**Aim:**
Reproduce every line of the listing below, from first to last, without changing a single character.

** begin Listing **

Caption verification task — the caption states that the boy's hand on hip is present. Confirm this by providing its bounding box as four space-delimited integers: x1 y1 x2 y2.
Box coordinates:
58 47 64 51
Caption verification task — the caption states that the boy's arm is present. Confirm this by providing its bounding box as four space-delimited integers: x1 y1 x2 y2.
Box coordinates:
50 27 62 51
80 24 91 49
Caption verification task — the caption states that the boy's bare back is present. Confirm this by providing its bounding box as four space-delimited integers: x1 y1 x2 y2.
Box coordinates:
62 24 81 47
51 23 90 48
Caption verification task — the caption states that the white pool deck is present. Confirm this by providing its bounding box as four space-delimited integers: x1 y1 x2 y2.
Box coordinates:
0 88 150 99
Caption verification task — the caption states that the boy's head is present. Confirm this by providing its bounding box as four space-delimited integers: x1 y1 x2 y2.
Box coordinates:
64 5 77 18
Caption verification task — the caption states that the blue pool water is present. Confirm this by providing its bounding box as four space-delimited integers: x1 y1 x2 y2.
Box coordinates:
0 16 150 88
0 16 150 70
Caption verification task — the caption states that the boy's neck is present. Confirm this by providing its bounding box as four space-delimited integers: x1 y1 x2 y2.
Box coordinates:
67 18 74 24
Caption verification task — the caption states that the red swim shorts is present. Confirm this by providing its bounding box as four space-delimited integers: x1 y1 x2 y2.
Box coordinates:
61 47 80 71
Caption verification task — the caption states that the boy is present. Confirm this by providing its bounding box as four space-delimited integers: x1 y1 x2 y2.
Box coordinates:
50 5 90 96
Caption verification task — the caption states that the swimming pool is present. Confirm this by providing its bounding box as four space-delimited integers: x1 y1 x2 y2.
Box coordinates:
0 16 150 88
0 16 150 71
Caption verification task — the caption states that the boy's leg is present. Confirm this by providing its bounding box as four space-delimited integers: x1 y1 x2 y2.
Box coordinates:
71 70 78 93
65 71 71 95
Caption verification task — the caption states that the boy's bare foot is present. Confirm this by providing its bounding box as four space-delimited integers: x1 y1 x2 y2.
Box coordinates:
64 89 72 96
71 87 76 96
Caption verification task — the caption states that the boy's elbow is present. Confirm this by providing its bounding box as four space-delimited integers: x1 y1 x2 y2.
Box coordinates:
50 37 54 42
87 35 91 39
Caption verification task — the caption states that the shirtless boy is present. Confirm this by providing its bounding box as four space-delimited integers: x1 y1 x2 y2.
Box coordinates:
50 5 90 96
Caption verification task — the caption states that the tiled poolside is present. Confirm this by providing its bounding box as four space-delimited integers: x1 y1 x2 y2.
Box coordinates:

** end Listing **

**Task result:**
Caption verification task — the caption states that the boy's hand on hip is present. Confirm this by providing its bounding box as four space-delimited integers: x1 y1 x2 y2.
Box coordinates:
58 47 64 51
Caption verification task — the caption states that the boy's arm is present. Confirm this by providing its bounding box as four space-delimited integers: x1 y1 x2 y2.
Box coordinates:
50 27 62 51
80 24 91 49
Caption verification task — the caption states that the boy's bare back is present. Confirm this by providing its bounding box as four space-delimited integers: x1 y1 x2 y2.
Box coordinates:
62 24 81 47
51 23 90 48
Caption verification task — the caption states that the white pool deck is present. Confirm this by providing its bounding box as four space-delimited integers: x1 y1 x2 y2.
Box coordinates:
0 88 150 99
Caption verification task — the caption states that the boy's head is present. Confirm this by providing its bounding box as four space-delimited integers: x1 y1 x2 y2.
Box coordinates:
64 5 77 18
Caption verification task — the caption states that the blue pool water is present. Confirm this by providing its bounding box as four space-delimited integers: x1 y1 x2 y2.
Box coordinates:
0 16 150 88
0 16 150 70
Caption verification task — the caption states that the boy's neck is present. Confirm this by providing its bounding box as four space-delimited integers: x1 y1 x2 y2.
Box coordinates:
67 18 74 24
Caption verification task — the caption states that the red swim shorts is present. Confirm this by providing its bounding box as four space-delimited integers: x1 y1 x2 y2.
Box coordinates:
61 47 80 71
Caption verification task — the caption states that the boy is present. Confirm this by providing its bounding box as four space-delimited integers: x1 y1 x2 y2.
Box coordinates:
50 5 90 96
Caption verification task — the caption states that the swimming pool is present. Confirm this by providing its bounding box as four space-delimited integers: x1 y1 x2 y2.
Box coordinates:
0 16 150 88
0 16 150 71
Caption verification task — the caption states that the boy's leg is present. Confirm this by providing its bounding box as four space-delimited integers: x1 y1 x2 y2.
Box coordinates:
71 70 78 93
65 71 71 95
Caption verification task — the caption states that the boy's bare foot is present. Confirm this by providing its bounding box as four space-delimited integers: x1 y1 x2 y2.
Box coordinates:
64 89 72 96
71 87 76 96
Caption verification task — the caption states that the boy's elbow is present. Confirm this by providing its bounding box as four space-delimited integers: x1 y1 x2 y2.
Box coordinates:
50 37 54 42
87 35 91 39
Caption verification task — the caption states that the shirtless boy is present. Confirm this by providing its bounding box as four space-delimited integers: x1 y1 x2 y2.
Box coordinates:
50 5 90 96
Caption verification task — the caption states that the tiled poolside is present. Confirm this by providing its bounding box as four space-delimited integers: x1 y1 x2 y2.
Box coordinates:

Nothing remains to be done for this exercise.